Wiederhole die Zeilen unverändert, und zwar den Abschnitt von der Zeile mit „Prompted segmentation: for“ bis zu der Zeile mit „box: [489, 138, 640, 229]“, beide eingeschlossen.
====== BEREITGESTELLTE EINTRÄGE
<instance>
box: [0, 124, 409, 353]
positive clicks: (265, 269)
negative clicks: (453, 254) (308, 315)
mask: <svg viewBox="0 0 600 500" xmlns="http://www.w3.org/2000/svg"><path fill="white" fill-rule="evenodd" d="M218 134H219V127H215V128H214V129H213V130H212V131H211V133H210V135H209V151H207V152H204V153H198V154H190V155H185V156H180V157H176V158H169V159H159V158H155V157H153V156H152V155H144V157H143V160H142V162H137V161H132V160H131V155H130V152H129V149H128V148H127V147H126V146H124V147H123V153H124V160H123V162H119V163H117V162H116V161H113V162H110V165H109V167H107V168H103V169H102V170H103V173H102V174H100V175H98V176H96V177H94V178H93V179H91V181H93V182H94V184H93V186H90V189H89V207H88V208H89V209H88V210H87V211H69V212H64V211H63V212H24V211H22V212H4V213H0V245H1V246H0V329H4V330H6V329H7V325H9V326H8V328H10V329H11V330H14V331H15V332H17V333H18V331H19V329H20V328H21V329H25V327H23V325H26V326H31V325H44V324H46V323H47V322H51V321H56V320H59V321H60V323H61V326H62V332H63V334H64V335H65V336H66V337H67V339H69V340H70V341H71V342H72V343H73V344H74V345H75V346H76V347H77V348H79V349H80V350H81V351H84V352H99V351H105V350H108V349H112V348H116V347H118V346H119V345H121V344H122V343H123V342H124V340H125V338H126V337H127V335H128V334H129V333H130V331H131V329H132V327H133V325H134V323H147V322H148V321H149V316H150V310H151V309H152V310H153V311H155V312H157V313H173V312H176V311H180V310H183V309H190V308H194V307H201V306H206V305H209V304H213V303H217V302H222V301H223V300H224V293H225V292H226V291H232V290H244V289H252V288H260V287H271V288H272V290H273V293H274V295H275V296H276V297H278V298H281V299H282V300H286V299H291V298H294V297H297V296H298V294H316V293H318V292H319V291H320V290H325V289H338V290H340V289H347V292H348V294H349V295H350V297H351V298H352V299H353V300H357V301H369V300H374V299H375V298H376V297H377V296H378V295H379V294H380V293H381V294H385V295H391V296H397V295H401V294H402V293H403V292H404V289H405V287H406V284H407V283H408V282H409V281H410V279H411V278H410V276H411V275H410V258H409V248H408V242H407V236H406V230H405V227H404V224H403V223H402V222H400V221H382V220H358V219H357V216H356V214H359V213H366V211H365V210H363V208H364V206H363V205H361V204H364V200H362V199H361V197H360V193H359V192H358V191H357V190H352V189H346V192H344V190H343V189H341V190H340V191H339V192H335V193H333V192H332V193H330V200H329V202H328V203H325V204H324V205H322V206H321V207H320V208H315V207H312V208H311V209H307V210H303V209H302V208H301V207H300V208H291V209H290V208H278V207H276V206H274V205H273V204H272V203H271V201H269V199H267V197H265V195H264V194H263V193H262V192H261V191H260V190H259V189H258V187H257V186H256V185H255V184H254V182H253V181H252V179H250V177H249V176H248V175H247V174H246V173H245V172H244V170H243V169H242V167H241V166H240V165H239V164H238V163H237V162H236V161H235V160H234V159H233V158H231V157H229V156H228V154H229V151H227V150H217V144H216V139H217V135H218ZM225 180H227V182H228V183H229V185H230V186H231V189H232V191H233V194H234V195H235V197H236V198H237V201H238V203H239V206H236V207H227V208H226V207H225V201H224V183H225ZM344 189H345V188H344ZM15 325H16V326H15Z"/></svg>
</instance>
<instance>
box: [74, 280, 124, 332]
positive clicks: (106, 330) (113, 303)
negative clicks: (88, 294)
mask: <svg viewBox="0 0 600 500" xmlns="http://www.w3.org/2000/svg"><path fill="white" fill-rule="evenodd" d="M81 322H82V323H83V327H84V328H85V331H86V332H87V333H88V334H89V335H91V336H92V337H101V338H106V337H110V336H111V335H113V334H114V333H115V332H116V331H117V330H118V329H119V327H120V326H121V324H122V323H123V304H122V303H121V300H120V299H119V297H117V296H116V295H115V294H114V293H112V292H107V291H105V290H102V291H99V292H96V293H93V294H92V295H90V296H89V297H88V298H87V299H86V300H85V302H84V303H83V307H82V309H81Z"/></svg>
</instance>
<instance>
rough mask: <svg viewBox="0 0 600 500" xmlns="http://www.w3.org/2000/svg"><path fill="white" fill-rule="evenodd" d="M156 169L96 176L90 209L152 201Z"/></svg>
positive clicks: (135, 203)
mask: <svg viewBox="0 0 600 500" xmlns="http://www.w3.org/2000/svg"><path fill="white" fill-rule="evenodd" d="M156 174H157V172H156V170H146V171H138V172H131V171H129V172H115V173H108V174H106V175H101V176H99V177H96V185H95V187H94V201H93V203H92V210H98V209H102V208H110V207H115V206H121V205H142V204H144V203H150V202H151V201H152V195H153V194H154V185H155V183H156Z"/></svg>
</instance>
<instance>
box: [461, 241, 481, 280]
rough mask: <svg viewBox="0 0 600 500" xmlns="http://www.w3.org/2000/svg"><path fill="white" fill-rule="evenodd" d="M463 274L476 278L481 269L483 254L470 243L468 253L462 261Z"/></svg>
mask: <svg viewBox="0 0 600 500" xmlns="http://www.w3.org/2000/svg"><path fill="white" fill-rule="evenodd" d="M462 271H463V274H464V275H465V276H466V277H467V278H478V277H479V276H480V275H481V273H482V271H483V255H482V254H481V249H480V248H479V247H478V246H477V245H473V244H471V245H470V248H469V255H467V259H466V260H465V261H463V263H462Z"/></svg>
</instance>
============
====== BEREITGESTELLTE EINTRÄGE
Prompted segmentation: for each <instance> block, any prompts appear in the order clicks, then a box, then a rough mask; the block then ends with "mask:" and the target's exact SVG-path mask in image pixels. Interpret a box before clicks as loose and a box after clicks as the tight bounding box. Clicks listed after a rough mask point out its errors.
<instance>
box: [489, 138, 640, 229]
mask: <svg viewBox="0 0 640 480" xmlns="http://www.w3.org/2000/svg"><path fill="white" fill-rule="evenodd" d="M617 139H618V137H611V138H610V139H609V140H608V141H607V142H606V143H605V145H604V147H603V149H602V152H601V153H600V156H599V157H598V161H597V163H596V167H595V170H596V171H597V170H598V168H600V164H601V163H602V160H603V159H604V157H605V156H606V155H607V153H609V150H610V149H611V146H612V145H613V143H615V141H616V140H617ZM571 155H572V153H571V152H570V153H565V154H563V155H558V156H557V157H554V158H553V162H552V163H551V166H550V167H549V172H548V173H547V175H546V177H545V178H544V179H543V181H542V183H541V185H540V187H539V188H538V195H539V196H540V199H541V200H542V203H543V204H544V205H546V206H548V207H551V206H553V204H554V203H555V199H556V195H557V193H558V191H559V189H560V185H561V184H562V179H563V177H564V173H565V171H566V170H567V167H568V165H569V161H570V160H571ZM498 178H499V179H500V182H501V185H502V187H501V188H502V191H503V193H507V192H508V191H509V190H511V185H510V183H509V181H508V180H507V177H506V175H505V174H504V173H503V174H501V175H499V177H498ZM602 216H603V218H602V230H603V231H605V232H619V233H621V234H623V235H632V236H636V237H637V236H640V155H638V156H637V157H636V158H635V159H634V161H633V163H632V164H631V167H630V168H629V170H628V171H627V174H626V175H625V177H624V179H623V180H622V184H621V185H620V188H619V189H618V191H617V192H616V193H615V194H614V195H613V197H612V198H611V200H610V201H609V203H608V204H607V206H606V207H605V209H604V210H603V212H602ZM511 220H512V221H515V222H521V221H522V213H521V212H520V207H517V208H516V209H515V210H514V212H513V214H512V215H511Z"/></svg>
============
GELÖSTE AUFGABE ▸
Prompted segmentation: for each <instance> block, any prompts appear in the order clicks, then a box, then a rough mask; the block then ends with "mask:" and the target's exact SVG-path mask in image pixels. Interpret a box before clicks as loose and a box after clicks as the tight bounding box. Clicks listed after a rough mask point out its errors.
<instance>
box: [489, 138, 640, 229]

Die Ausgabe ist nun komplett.